- _WHAT YOU HAVE TO DO_
An exact transcription of the data below, complete and unaltered, is the expected answer.

━━━━━ GIVEN DATA

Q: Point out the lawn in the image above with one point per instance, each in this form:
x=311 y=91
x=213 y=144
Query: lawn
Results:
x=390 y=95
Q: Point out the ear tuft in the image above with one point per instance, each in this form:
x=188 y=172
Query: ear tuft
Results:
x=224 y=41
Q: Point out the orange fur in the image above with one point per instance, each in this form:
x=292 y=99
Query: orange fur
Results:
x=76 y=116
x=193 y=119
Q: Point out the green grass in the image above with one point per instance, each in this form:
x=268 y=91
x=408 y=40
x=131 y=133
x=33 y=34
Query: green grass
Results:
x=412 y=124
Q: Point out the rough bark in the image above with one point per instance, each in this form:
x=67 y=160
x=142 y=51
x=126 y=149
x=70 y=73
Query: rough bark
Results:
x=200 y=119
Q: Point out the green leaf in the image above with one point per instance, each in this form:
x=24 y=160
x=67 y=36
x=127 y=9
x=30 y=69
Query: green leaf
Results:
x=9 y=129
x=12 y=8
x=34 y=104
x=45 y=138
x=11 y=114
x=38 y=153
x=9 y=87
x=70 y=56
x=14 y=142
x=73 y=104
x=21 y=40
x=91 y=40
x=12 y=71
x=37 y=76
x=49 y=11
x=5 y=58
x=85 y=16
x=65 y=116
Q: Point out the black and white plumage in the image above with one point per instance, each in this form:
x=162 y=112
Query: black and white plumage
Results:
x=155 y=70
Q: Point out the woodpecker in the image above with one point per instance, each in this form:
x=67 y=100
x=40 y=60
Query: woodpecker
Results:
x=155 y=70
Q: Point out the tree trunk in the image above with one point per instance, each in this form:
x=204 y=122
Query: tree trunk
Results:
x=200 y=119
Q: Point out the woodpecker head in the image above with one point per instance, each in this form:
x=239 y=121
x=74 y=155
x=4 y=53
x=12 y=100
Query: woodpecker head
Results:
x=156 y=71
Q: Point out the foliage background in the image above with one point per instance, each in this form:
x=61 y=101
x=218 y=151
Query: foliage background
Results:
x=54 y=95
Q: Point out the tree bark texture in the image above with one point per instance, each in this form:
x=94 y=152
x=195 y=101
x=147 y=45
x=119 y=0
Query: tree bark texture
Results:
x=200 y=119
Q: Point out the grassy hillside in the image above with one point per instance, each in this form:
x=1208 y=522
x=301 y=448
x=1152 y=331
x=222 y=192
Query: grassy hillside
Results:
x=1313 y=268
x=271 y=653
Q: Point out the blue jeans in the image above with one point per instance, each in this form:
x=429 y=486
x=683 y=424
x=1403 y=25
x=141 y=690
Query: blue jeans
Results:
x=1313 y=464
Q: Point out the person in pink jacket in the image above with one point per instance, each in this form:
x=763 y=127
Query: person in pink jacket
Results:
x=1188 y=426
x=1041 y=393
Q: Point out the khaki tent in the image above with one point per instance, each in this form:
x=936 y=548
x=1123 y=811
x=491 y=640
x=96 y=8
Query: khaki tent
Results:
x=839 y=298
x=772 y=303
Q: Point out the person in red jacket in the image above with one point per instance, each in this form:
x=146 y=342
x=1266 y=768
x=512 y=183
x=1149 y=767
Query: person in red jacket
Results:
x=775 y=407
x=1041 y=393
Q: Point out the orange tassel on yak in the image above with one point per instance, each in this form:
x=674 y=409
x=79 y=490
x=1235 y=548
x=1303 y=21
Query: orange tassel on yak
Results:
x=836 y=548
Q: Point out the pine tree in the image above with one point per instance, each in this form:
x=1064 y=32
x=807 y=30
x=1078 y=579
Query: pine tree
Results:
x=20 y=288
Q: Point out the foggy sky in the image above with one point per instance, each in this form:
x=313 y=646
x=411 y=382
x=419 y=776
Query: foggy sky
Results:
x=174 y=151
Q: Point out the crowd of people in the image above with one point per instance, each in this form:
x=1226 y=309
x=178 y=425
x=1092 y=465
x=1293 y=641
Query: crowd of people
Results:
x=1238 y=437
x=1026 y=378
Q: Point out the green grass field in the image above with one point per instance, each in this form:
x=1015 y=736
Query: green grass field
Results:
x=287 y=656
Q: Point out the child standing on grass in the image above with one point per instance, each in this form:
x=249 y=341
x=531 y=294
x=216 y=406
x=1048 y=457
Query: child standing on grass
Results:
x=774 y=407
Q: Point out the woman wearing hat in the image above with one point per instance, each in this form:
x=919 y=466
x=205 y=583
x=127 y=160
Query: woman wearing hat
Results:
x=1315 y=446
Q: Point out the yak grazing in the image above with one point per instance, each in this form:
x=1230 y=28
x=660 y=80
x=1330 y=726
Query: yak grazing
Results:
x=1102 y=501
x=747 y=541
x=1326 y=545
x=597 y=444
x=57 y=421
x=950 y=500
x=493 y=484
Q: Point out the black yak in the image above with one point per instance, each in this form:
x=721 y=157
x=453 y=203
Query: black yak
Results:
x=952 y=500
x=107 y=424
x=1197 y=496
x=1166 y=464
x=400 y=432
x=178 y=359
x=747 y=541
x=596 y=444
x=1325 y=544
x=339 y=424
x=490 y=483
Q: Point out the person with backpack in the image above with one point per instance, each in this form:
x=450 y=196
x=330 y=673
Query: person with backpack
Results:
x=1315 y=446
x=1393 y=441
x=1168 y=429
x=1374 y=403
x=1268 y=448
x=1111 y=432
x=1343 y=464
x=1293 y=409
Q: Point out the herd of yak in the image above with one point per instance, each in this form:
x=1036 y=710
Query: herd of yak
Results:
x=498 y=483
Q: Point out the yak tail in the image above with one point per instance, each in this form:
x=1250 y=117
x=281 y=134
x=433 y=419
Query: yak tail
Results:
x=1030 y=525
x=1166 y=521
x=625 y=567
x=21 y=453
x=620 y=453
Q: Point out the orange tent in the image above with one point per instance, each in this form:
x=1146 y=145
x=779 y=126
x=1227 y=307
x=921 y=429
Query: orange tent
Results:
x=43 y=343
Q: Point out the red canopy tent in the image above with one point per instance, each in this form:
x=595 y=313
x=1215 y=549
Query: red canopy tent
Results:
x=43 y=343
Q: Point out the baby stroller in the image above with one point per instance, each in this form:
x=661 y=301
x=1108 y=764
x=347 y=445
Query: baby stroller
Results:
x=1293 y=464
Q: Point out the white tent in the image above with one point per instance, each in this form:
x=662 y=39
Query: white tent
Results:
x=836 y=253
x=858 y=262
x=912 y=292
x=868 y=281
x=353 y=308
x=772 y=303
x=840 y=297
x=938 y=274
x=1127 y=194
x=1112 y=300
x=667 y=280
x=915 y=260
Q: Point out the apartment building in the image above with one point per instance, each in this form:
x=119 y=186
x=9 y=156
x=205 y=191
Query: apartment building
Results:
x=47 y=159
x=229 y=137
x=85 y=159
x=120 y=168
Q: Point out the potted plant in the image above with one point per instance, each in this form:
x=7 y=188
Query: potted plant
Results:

━━━━━━━━━━

- _SOLUTION TO THE EXERCISE_
Q: Point out the lawn in the image above with one point per instance, each in this form:
x=311 y=91
x=213 y=144
Query: lawn
Results:
x=390 y=95
Q: Point out the ear tuft in the image above with one point per instance, each in this form:
x=188 y=172
Query: ear tuft
Results:
x=224 y=41
Q: Point out the orange fur in the image above with one point per instance, each in this form:
x=292 y=99
Query: orange fur
Results:
x=76 y=116
x=193 y=119
Q: Point out the green grass in the image above with one point per instance, each in this form:
x=268 y=91
x=408 y=40
x=131 y=133
x=33 y=34
Query: green grass
Results:
x=412 y=124
Q: Point out the rough bark in the image above with one point per instance, each in this form:
x=67 y=160
x=142 y=51
x=126 y=149
x=70 y=73
Query: rough bark
Results:
x=200 y=119
Q: Point out the green leaf in the image above with one point per instance, each in this form:
x=24 y=160
x=67 y=36
x=127 y=9
x=30 y=69
Query: green leaf
Results:
x=9 y=129
x=12 y=8
x=34 y=104
x=45 y=138
x=11 y=114
x=38 y=153
x=9 y=87
x=70 y=56
x=14 y=142
x=73 y=104
x=21 y=40
x=91 y=40
x=12 y=71
x=37 y=76
x=49 y=11
x=5 y=58
x=85 y=16
x=65 y=116
Q: Point out the black and white plumage in the image above with one point per instance, each in this form:
x=162 y=112
Query: black and white plumage
Results:
x=155 y=70
Q: Point out the woodpecker in the image above with one point per instance, each in this form:
x=67 y=100
x=40 y=60
Query: woodpecker
Results:
x=155 y=70
Q: Point out the tree trunk in the image above with one point per instance, each in this form:
x=204 y=122
Query: tree trunk
Results:
x=200 y=119
Q: Point out the woodpecker head in the image above with one point per instance, each in this form:
x=239 y=121
x=74 y=155
x=4 y=53
x=12 y=100
Query: woodpecker head
Results:
x=156 y=71
Q: Point out the foliage background in the image above with one point per instance, each in this form:
x=61 y=101
x=218 y=151
Query: foliage background
Results:
x=54 y=95
Q: Point out the tree bark texture in the image above with one point per instance, each in this form:
x=94 y=152
x=195 y=101
x=147 y=45
x=119 y=0
Query: tree bark texture
Results:
x=200 y=119
Q: Point out the grassy hillside in the image above with one point per instance, each in this form:
x=1208 y=522
x=301 y=448
x=1152 y=331
x=222 y=192
Query: grassy hillside
Results:
x=1313 y=268
x=271 y=653
Q: Point out the blue jeans in the image above with one point per instance, each in this form:
x=429 y=486
x=683 y=424
x=1403 y=25
x=141 y=690
Query: blue jeans
Results:
x=1313 y=464
Q: Point out the person in pink jacket in the image above with one point per instance, each in this form:
x=763 y=127
Query: person in pink jacket
Results:
x=1188 y=426
x=1041 y=393
Q: Point out the khaki tent in the image above with one point per instance, each in this form:
x=936 y=548
x=1123 y=811
x=491 y=640
x=96 y=8
Query: khaki tent
Results:
x=839 y=298
x=772 y=303
Q: Point out the person in red jacket in the image above with one point per instance, each in this form:
x=146 y=342
x=1266 y=768
x=512 y=183
x=1149 y=767
Query: person in red jacket
Results:
x=775 y=407
x=1041 y=393
Q: Point out the orange tassel on yak in the image above with one point per instance, each in this form:
x=674 y=409
x=79 y=490
x=1235 y=548
x=1303 y=21
Query: orange tassel on yak
Results:
x=836 y=548
Q: Point out the pine tree in the image above with one point per instance, each in this form:
x=1064 y=32
x=807 y=30
x=1078 y=579
Query: pine tree
Results:
x=20 y=288
Q: Point out the foggy sky in the image above with one point per instance, each in this form:
x=313 y=646
x=411 y=382
x=419 y=776
Query: foggy sky
Results:
x=174 y=151
Q: Point out the crowd of people in the image above with one point per instance, each in this form:
x=1226 y=309
x=178 y=425
x=1092 y=465
x=1293 y=641
Query: crowd of people
Results:
x=1238 y=437
x=1026 y=378
Q: Point out the green grass field in the image above with one point per instance, each in this form:
x=1015 y=736
Query: green grass field
Results:
x=287 y=656
Q: Point out the child standing on grass in the image above with one point per instance, each in this form:
x=249 y=341
x=531 y=294
x=216 y=406
x=1048 y=457
Query: child standing on grass
Results:
x=774 y=407
Q: Point out the woman wearing hat in the image above with one point per instance, each in this form:
x=919 y=466
x=205 y=583
x=127 y=160
Query: woman wearing hat
Results:
x=1315 y=446
Q: Point out the yak grazing in the image above with one point per instance, each in this form:
x=1230 y=28
x=660 y=80
x=1330 y=726
Query: yak grazing
Results:
x=1102 y=501
x=747 y=541
x=1326 y=545
x=597 y=444
x=57 y=421
x=950 y=500
x=493 y=484
Q: Point out the black yak in the image above with one point per instance, each in this form:
x=721 y=157
x=453 y=203
Query: black yak
Results:
x=952 y=500
x=107 y=424
x=1197 y=496
x=1166 y=464
x=400 y=432
x=178 y=359
x=747 y=541
x=596 y=444
x=1325 y=544
x=339 y=424
x=490 y=483
Q: Point out the person with backpack in the image above with one point per instance, each in this form:
x=450 y=196
x=330 y=673
Query: person with backpack
Results:
x=1315 y=446
x=1393 y=441
x=1168 y=429
x=1374 y=403
x=1268 y=448
x=1111 y=432
x=1343 y=464
x=1293 y=409
Q: Point out the herd of yak in the image above with one point per instance, each in this form:
x=1036 y=710
Query: herd of yak
Results:
x=498 y=483
Q: Point out the yak tail in the image above with one point per instance, each in this form:
x=1250 y=117
x=281 y=134
x=433 y=419
Query: yak tail
Results:
x=1030 y=525
x=1166 y=521
x=625 y=567
x=21 y=453
x=620 y=453
Q: Point out the orange tent in the image above with one point per instance, each in this form:
x=1146 y=145
x=779 y=126
x=1227 y=307
x=921 y=429
Query: orange tent
Results:
x=43 y=343
Q: Point out the red canopy tent in the image above with one point per instance, each in this form:
x=595 y=313
x=1215 y=549
Query: red canopy tent
Results:
x=43 y=343
Q: Point out the baby stroller in the image above with one point per instance, each in this form:
x=661 y=301
x=1108 y=764
x=347 y=445
Query: baby stroller
Results:
x=1293 y=464
Q: Point out the white tent in the image above with one point per instance, each in this form:
x=662 y=39
Query: white tent
Results:
x=836 y=253
x=858 y=262
x=912 y=292
x=868 y=281
x=353 y=308
x=772 y=303
x=840 y=297
x=938 y=274
x=1127 y=194
x=1112 y=300
x=667 y=280
x=915 y=260
Q: Point out the apartment building in the image above with one point per instance, each in this form:
x=119 y=186
x=9 y=156
x=205 y=191
Query: apartment building
Results:
x=47 y=159
x=229 y=137
x=85 y=159
x=120 y=168
Q: Point out the potted plant in the image above with one point per instance, each in this form:
x=7 y=188
Query: potted plant
Results:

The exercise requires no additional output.